─── EXTRACTED TEXT ───

Paul Ryan’s supply-side budget: Prosperity, not austerity

Real economic growth — driven by Schumpeterian innovation — can produce fiscal miracles. If nothing else, Rep. Paul Ryan’s Path to Prosperity demonstrates that reality. The budget Ryan put forward on Tuesday would balance in 2039. That’s a long time from now. The Chicago Cubs might even win a World Series by then.

But that forecast uses the lackluster economic assumptions of the Congressional Budget Office. And those assumptions assume Ryan’s sweeping tax reform would have no impact on growth. But numerous academic studies — plus common sense — suggest it would.

I can hear the screams from the left already: “Down with dynamic scoring.”

─── DATA RECORDS ───

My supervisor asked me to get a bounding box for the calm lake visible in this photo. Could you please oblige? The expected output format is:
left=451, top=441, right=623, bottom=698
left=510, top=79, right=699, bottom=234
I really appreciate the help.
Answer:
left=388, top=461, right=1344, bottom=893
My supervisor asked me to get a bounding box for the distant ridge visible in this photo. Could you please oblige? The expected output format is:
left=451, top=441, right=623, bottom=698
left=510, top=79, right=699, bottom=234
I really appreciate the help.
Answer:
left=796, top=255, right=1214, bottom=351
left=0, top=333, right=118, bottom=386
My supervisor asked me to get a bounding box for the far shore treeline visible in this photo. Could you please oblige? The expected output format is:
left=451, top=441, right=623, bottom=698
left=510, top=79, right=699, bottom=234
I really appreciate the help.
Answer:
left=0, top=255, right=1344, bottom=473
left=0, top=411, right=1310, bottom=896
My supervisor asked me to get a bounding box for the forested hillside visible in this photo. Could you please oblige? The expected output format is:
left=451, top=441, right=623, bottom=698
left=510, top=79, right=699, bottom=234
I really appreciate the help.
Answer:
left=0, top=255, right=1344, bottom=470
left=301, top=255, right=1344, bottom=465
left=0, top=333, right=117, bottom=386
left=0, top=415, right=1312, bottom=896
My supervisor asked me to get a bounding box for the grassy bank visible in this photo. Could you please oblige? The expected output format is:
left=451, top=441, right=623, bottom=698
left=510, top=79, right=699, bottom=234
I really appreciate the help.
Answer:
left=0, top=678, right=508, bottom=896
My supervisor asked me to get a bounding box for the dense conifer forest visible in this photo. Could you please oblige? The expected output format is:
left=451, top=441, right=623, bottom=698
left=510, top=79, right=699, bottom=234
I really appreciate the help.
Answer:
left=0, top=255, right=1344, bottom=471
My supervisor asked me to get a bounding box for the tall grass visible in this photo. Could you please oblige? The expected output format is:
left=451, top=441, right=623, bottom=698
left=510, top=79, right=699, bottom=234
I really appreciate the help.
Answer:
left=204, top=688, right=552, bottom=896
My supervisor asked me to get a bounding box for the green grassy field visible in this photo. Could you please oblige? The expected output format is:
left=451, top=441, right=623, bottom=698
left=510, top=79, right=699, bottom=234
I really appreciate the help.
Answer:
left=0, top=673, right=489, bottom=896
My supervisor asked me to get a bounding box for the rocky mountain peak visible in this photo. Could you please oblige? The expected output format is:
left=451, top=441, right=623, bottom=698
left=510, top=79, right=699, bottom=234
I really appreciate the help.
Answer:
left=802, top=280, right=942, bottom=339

───

▶ YOUR TASKS:
1: According to the Paul Ryan budget piece, in what year would the budget balance?
2: Please continue the Paul Ryan budget piece after its last sentence.
The entries have no connection to the Paul Ryan budget piece.

▶ EXPECTED OUTPUTS:
1: 2039

2:
But consider this: A much-respected 2001 study found that eliminating the current tax code’s bias against savings and capital could enlarge the economy by 5-9% over the long run. And a 2004 study by Young Lee of Korea’s Hanyang University and Roger Gordon of the University of California, San Diego, found that “increases in corporate tax rates lead to lower future growth rates within countries.” And there’s many more where those came from. Smart tax reform can boost growth and tax revenue:

The Office of Management and Budget (OMB), for instance, estimates that if real GDP growth is higher by 1 percentage point in a given year, resulting in a higher trajectory for output and taxable incomes, the deficit will be $722 billion lower over a ten-year period. If that higher rate of growth were sustained throughout the ten-year period (say, due to a “productivity shock” like the changes in computer and information technology in the 1990s), the overall effect on the deficit would be orders of magnitude higher.

(And the CBO says that lower economic growth of just 0.1 percentage point each year could increase deficits by $310 billion over ten years.)

So on Thursday, Ryan reran the budget numbers assuming his policies would produce faster GDP growth that was 0.5, 0.75, or 1.0 percentage point above CBO’s economic forecast for the decade. Now, depending on which of those three scenarios you plug in, the budget would balance in 2019, 2021, or 2025. And debt as a share of GDP would fall to pre-Great Recession levels by the 2030s. (If we instituted Ryan’s Medicare reform plan in, say, 2015 instead of 2023, those numbers would get bumped forward even further.)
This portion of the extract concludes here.